Work required: Which lines of the data contain the string "chair"? Copy every one.

[Image point grounding data]
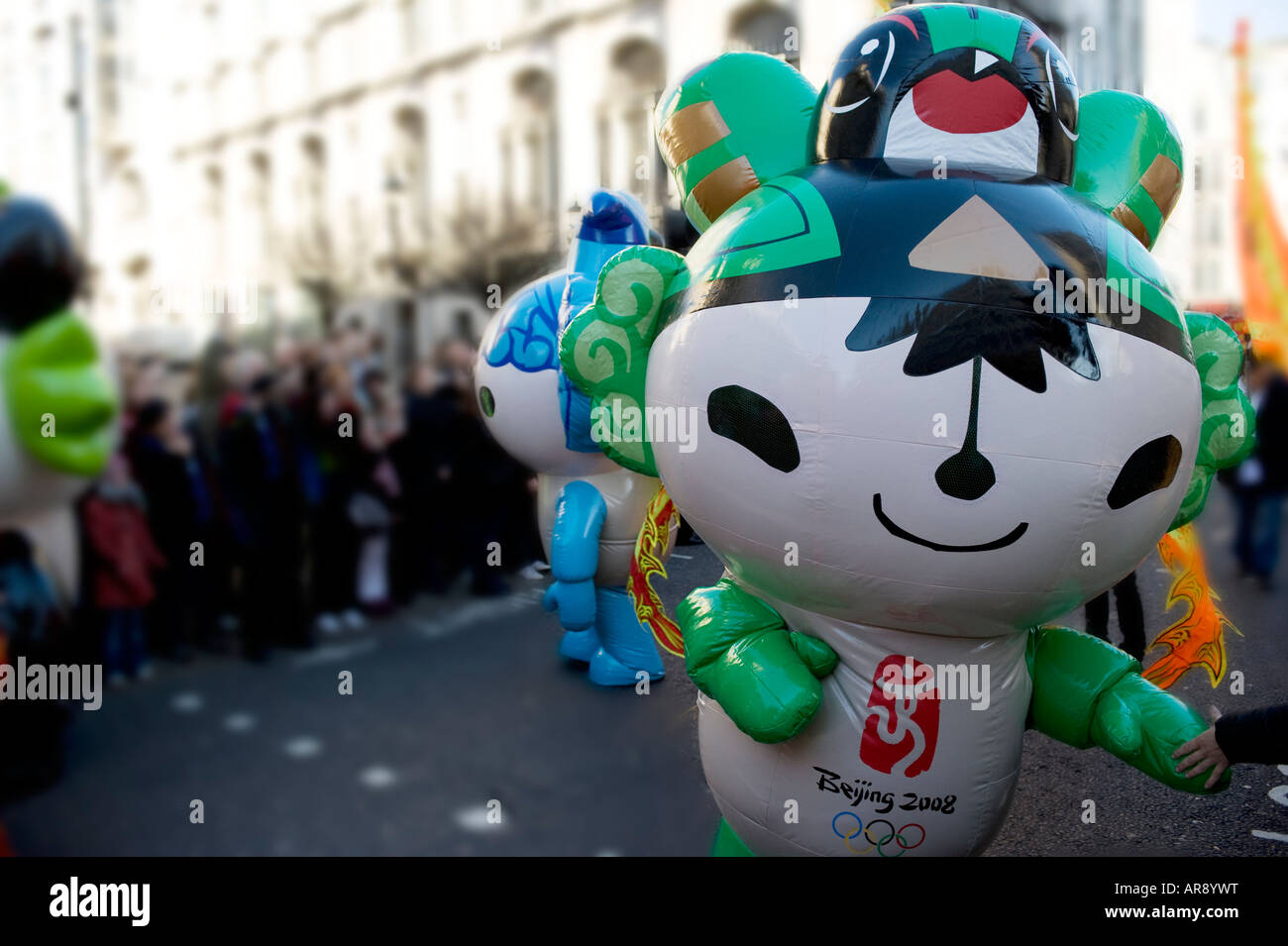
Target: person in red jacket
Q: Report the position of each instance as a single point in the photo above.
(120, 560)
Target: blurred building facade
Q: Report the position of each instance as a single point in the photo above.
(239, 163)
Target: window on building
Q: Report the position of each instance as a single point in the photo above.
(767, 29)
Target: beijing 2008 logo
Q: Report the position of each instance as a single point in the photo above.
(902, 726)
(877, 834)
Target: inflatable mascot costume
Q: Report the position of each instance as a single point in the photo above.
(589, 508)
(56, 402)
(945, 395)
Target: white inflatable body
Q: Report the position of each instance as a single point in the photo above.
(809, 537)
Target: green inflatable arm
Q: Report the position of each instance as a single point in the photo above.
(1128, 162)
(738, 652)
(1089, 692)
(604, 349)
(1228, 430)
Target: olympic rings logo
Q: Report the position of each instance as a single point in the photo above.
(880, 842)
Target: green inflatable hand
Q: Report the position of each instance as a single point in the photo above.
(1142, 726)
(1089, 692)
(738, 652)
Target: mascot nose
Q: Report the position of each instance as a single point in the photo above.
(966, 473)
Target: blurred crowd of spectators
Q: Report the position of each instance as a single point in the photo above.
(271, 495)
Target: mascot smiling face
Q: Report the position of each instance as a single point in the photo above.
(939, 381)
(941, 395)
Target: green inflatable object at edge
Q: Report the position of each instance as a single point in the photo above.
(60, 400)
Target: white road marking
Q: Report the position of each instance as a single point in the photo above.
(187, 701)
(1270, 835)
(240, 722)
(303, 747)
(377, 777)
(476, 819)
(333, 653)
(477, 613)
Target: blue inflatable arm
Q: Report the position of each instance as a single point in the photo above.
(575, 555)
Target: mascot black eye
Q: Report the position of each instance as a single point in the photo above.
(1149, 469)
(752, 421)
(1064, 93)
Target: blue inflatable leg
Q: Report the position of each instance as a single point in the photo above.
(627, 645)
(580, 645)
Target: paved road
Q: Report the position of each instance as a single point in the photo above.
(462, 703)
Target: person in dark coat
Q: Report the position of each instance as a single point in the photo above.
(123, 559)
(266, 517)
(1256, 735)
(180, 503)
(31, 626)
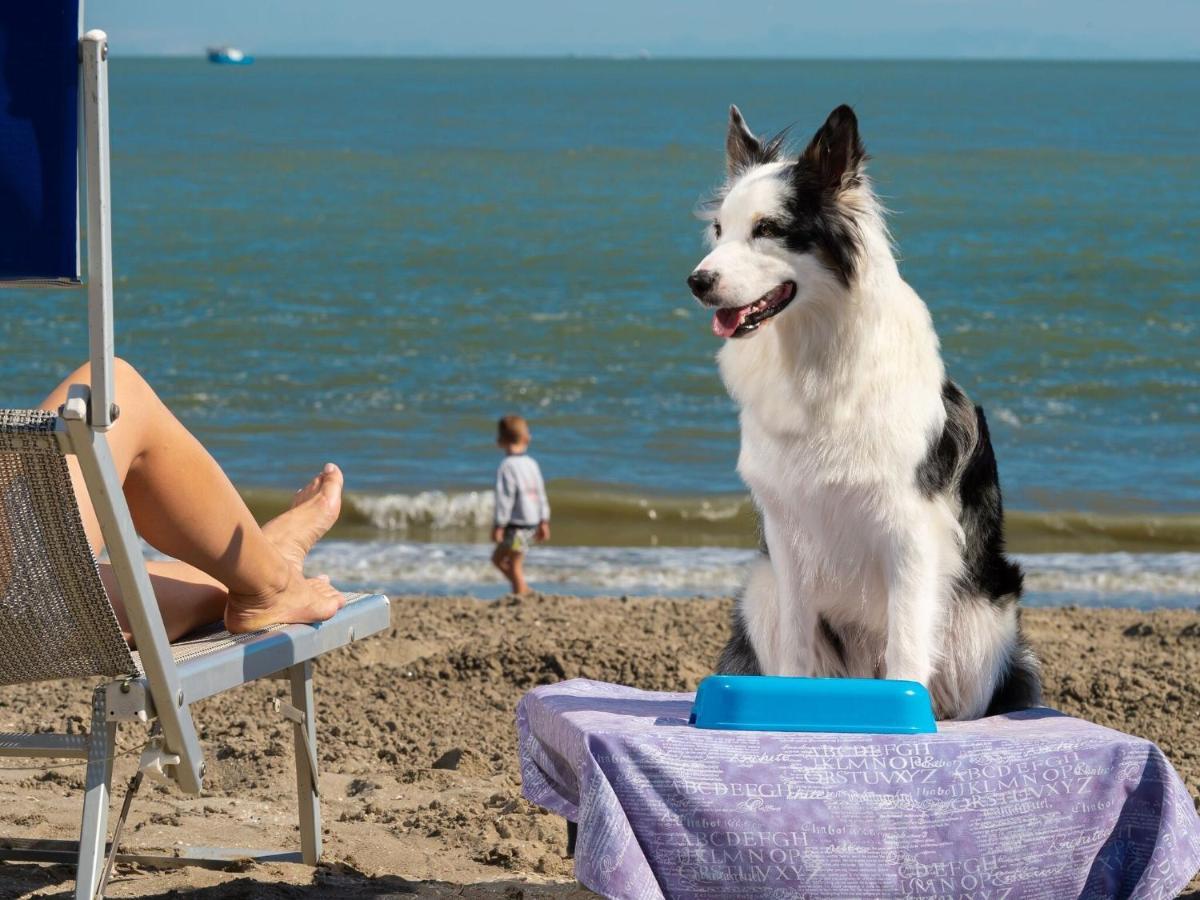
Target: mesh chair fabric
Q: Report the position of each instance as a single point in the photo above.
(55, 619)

--

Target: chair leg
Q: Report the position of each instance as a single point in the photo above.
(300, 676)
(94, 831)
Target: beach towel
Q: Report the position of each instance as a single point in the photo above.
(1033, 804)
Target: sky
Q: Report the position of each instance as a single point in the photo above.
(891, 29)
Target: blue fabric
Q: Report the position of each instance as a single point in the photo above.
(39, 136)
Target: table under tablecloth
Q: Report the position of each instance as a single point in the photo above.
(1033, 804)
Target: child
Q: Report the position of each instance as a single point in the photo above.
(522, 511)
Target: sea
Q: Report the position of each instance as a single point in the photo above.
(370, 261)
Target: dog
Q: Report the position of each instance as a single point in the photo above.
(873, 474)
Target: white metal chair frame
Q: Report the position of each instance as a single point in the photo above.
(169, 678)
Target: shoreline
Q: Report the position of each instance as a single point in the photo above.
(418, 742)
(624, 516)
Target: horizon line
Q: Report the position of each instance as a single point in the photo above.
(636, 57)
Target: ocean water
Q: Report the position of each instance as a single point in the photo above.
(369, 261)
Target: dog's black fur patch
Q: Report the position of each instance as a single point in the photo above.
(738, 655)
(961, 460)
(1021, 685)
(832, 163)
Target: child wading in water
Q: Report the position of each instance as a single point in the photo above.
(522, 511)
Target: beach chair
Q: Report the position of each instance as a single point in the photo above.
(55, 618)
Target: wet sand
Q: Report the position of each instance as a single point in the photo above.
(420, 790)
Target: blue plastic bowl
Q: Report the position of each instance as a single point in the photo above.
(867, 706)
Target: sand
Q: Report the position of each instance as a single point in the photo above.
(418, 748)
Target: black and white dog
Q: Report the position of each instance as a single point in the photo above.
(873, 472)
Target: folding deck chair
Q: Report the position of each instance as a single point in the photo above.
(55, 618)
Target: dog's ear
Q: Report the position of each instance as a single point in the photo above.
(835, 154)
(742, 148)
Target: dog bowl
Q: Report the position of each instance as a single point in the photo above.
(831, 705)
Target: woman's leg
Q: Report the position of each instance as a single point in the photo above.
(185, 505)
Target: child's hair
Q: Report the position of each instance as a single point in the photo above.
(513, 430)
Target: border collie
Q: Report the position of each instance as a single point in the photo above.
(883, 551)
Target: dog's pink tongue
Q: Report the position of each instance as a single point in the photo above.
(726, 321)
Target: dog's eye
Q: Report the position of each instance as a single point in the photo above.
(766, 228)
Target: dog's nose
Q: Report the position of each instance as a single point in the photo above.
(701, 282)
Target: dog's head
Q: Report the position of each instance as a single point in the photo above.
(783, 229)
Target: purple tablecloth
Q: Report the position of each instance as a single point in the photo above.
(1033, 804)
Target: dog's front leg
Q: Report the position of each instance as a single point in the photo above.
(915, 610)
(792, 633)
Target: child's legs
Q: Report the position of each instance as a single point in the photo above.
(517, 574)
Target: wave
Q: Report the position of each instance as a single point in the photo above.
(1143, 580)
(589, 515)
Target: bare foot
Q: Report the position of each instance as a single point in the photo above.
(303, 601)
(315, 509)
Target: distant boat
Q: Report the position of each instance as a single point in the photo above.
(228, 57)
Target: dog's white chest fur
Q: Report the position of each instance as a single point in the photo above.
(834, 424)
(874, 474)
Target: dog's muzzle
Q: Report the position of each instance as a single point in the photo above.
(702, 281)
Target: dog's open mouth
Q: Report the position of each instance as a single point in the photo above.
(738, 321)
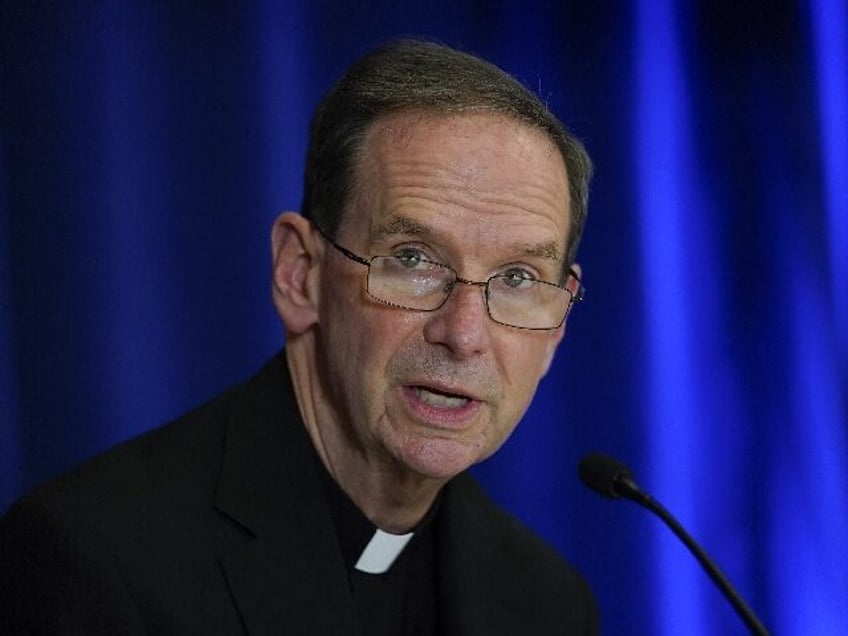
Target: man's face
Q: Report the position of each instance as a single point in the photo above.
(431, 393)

Reply:
Target: mesh chair fabric
Target: chair leg
Target: white metal chair frame
Target: beach chair
Target: folding deck chair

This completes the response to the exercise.